» Problem to work on:
Nothing in the records may be left out or altered; reproduce them all exactly.
==== Provided data
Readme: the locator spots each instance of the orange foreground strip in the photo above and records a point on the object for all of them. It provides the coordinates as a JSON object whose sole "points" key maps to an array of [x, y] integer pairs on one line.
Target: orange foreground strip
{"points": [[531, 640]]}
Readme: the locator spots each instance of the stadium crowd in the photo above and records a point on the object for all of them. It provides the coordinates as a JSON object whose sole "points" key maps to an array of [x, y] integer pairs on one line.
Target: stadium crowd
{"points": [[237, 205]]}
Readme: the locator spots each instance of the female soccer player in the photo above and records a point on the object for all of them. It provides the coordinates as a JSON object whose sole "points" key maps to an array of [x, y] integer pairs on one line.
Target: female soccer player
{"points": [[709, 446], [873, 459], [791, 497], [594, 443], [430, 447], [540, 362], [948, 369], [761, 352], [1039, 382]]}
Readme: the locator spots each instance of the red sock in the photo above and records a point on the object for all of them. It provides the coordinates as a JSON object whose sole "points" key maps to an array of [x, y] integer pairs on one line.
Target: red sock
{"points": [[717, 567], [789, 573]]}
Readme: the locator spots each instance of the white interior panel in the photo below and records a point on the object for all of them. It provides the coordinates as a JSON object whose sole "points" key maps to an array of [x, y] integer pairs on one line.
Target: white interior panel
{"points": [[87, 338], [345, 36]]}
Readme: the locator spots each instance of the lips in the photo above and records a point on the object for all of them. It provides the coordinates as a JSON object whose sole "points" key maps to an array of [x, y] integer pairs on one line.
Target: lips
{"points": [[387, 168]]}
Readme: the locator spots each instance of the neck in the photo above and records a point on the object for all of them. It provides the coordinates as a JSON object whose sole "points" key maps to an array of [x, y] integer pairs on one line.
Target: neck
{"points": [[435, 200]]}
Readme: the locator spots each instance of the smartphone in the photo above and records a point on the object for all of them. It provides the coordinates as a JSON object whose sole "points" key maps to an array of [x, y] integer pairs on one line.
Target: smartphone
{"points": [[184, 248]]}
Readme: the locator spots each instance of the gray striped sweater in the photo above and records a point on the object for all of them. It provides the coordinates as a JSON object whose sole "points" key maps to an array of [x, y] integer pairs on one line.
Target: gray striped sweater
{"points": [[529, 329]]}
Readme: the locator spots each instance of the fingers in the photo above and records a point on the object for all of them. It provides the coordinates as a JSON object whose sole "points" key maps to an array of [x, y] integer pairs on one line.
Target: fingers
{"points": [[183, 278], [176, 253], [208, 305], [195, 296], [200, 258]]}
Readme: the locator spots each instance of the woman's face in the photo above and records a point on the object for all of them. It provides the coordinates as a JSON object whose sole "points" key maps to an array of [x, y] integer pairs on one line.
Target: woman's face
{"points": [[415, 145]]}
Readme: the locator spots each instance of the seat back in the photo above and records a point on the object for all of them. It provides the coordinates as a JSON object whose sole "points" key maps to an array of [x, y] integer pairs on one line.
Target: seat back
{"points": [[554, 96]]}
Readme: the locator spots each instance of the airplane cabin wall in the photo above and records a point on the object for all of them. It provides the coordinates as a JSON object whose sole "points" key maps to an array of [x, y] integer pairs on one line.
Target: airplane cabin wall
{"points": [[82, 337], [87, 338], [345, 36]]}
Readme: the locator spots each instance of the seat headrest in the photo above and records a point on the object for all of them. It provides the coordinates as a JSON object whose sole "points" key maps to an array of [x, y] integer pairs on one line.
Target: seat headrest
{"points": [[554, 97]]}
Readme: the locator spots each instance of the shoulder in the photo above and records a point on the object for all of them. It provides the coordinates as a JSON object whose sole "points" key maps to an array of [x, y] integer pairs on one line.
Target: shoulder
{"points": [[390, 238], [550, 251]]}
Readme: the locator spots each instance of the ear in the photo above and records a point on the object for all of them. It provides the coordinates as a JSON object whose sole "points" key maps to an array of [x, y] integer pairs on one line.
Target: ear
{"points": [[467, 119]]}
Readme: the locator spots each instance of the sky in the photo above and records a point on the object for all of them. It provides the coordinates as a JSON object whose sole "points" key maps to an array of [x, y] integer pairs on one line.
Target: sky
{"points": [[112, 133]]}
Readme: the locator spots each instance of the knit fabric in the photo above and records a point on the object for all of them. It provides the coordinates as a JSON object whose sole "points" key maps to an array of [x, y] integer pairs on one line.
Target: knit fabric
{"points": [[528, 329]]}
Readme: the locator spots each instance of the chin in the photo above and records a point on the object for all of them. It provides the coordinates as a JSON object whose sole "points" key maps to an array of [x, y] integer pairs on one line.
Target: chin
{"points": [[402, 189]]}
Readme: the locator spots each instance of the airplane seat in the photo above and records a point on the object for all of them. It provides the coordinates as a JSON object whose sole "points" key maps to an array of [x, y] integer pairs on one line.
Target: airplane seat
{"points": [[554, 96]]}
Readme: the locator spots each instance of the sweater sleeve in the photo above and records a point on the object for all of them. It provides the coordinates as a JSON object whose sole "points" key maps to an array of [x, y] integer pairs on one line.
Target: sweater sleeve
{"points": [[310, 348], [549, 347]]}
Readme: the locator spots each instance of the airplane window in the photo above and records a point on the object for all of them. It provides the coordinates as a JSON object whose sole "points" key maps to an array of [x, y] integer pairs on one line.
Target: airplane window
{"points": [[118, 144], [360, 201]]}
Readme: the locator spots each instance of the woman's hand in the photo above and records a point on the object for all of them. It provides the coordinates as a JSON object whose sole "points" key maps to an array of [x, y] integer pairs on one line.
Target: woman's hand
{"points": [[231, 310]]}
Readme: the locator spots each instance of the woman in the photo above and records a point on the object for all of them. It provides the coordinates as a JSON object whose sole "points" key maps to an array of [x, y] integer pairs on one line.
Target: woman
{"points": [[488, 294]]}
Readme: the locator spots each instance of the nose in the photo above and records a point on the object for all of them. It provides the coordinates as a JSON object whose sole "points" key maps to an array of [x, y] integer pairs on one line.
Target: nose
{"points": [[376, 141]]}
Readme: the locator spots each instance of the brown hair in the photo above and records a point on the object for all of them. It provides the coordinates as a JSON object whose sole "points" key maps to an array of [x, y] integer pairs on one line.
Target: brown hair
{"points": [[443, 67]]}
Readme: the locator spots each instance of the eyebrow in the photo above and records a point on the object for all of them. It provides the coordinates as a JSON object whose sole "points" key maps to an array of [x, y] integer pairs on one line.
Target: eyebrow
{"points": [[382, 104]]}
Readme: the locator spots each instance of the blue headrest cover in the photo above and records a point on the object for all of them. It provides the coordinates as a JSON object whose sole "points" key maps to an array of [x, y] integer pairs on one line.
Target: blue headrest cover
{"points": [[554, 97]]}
========
» Output for this task:
Readme: the locator spots each instance of the orange foreground strip in the photo above and records a point on the object for all of them. It provides the coordinates as a JSON object whose sole "points" key maps to an array of [x, y] integer pairs on one line.
Target: orange foreground strip
{"points": [[531, 640]]}
Readme: the locator spots each instance of the stadium crowd in the photo above and records a point on the object for all of them. It provides the coordinates as a JSON object whose sole "points" key maps to an array of [x, y] integer pairs on one line.
Target: stadium crowd
{"points": [[237, 205]]}
Readme: the locator spots each instance of the female soccer player in the photo above and records a point on the object for all of them. It provides the coordinates as a JSON object whose sole "points" key maps to an array of [x, y] integer pairs on one line.
Target: female soccer player
{"points": [[709, 446], [873, 459], [791, 497], [594, 443], [430, 447], [540, 362], [948, 369], [761, 352], [1039, 382]]}
Readme: the locator spots each instance of the red sock in the photo above and records a point on the object for all of them. It provides the coordinates as a JSON object whose sole "points" key maps to an array of [x, y] integer pairs on one line.
Target: red sock
{"points": [[717, 567], [789, 573]]}
Readme: the locator spots each instance of the white interior panel in the photo below and records a point on the object for all of them. It provides the coordinates as a JSON object whose sole "points" key maps to an array of [x, y] integer pairs on one line.
Target: white interior panel
{"points": [[87, 338], [345, 36]]}
Readme: the locator spots each instance of the lips in the photo above and records a point on the object for all of them. It provides the coordinates as a JSON object whose sole "points" key maps to an array of [x, y] integer pairs on one line.
Target: lips
{"points": [[387, 168]]}
Readme: the locator spots each instance of the neck in the photo above and records a point on the object for all of them. It provides the coordinates as a JSON object whose sole "points" key maps to an array of [x, y] integer pairs on one line.
Target: neck
{"points": [[435, 200]]}
Readme: the locator spots each instance of the smartphone in the photo above and records a point on the object for all of them. It provides the coordinates as a JSON object whose sole "points" key maps to an array of [x, y] integer pairs on one line.
Target: smartphone
{"points": [[184, 248]]}
Readme: the locator spots each instance of the gray striped sweater in the photo above and records a point on the object for all of them. It provides the coordinates as a JSON object whose sole "points" key maps to an array of [x, y] integer pairs on one line.
Target: gray striped sweater
{"points": [[529, 329]]}
Readme: the locator spots each instance of the fingers in the photo above and records a point on the object for all of them. It provides the coordinates as a JSON object whose sole "points" key maps to an array of [x, y] integer pairs on one line.
Target: fingers
{"points": [[183, 278], [176, 253], [208, 305], [195, 296], [200, 258]]}
Readme: the locator spots each instance of the woman's face in the photo above and records a point on the object for all of them. It provides the coordinates as a JSON object whose sole "points" key maps to an array of [x, y] integer pairs on one line.
Target: woman's face
{"points": [[415, 145]]}
Readme: the locator spots each instance of the seat back in the photo above and records a point on the object for all of them. It provides the coordinates as a JSON object whose sole "points" key maps to an array of [x, y] integer pairs on one line.
Target: seat back
{"points": [[554, 96]]}
Readme: the locator spots each instance of the airplane cabin wall in the photo above and records a point on the object for all of them. It provides the coordinates as a JSON object whose sole "points" key maps to an array of [x, y] integer pairs on one line.
Target: airplane cabin wall
{"points": [[82, 337], [87, 338], [345, 36]]}
Readme: the locator spots each instance of the seat headrest in the photo above and records a point on the object for all of them. It provides the coordinates as a JSON object whose sole "points" key maps to an array of [x, y] integer pairs on one line.
Target: seat headrest
{"points": [[554, 97]]}
Readme: the locator spots each instance of the shoulder in the photo above and records a point on the object for all of them. It provides the coordinates as a JSON object whose sole "points" key maps to an array of [x, y] integer pairs on one line.
Target: shoulder
{"points": [[390, 238], [550, 251]]}
Readme: the locator spots each instance of the ear in the photo above and records a point on the object for all of them. It provides the coordinates as a JSON object whose sole "points" key maps to an array of [x, y] integer pairs on one line.
Target: ear
{"points": [[467, 119]]}
Readme: the locator spots each instance of the sky in the photo above and records a point on the object for all of them. It provides the coordinates as a JSON object whose sole "points" key maps to an array of [x, y] integer pairs on one line.
Target: sky
{"points": [[112, 133]]}
Readme: the locator spots each instance of the knit fabric in the photo above and records a point on the object for all of them. It provides the coordinates as a JSON object whose sole "points" key maps to an array of [x, y] integer pairs on one line.
Target: knit fabric
{"points": [[528, 329]]}
Readme: the locator spots each instance of the chin in the photo above and records a point on the object for all of them. It provides the coordinates as a JSON object whose sole "points" key maps to an array of [x, y] integer pairs on one line.
Target: chin
{"points": [[402, 189]]}
Readme: the locator spots each instance of the airplane seat in the photo above and records a point on the object for all of them. It provides the coordinates as a JSON object whose sole "points" key maps to an array of [x, y] integer pairs on one line.
Target: airplane seat
{"points": [[554, 96]]}
Readme: the locator spots each instance of the sweater sleeve in the photo above and records a point on the object for all of them. It provides the coordinates as a JSON object whose sole "points" key maps to an array of [x, y] integer pairs on one line.
Target: sweater sleeve
{"points": [[310, 348], [549, 347]]}
Readme: the locator spots each instance of the airplane window in the photo above and records a point on the object for all of them. It provides the coordinates as a JSON object whose sole "points" key maps to an array of [x, y] integer pairs on one line.
Target: airplane window
{"points": [[118, 144], [360, 201]]}
Readme: the locator spots each instance of the woman's hand in the photo above and records a point on the object for all of them. It provides the coordinates as a JSON object whose sole "points" key maps to an array of [x, y] integer pairs on one line.
Target: woman's hand
{"points": [[231, 310]]}
Readme: the locator spots each instance of the woman in the photo above and records a point on the object for all of them. It provides the coordinates as a JSON object whose sole "points" key maps to an array of [x, y] integer pairs on one line.
Target: woman
{"points": [[488, 294]]}
Readme: the locator spots each instance of the nose in the photo above and records a point on the object for all of them. It provides the coordinates as a JSON object whose sole "points" key maps to an array of [x, y] integer pairs on one line.
Target: nose
{"points": [[376, 141]]}
Readme: the locator spots each instance of the brown hair in the photo above and records a point on the object for all of them. It provides the coordinates as a JSON object whose sole "points" key maps to an array of [x, y] integer pairs on one line.
Target: brown hair
{"points": [[443, 67]]}
Readme: the locator spots each instance of the eyebrow in the photo above and records a point on the object for all of them. It provides the coordinates as a JSON object whose sole "points" key maps to an array of [x, y] integer pairs on one line.
Target: eyebrow
{"points": [[382, 104]]}
Readme: the locator spots each instance of the blue headrest cover in the photo above and records a point on the object for all of them. It provides the coordinates as a JSON object whose sole "points" key maps to an array of [x, y] integer pairs on one line.
Target: blue headrest cover
{"points": [[554, 97]]}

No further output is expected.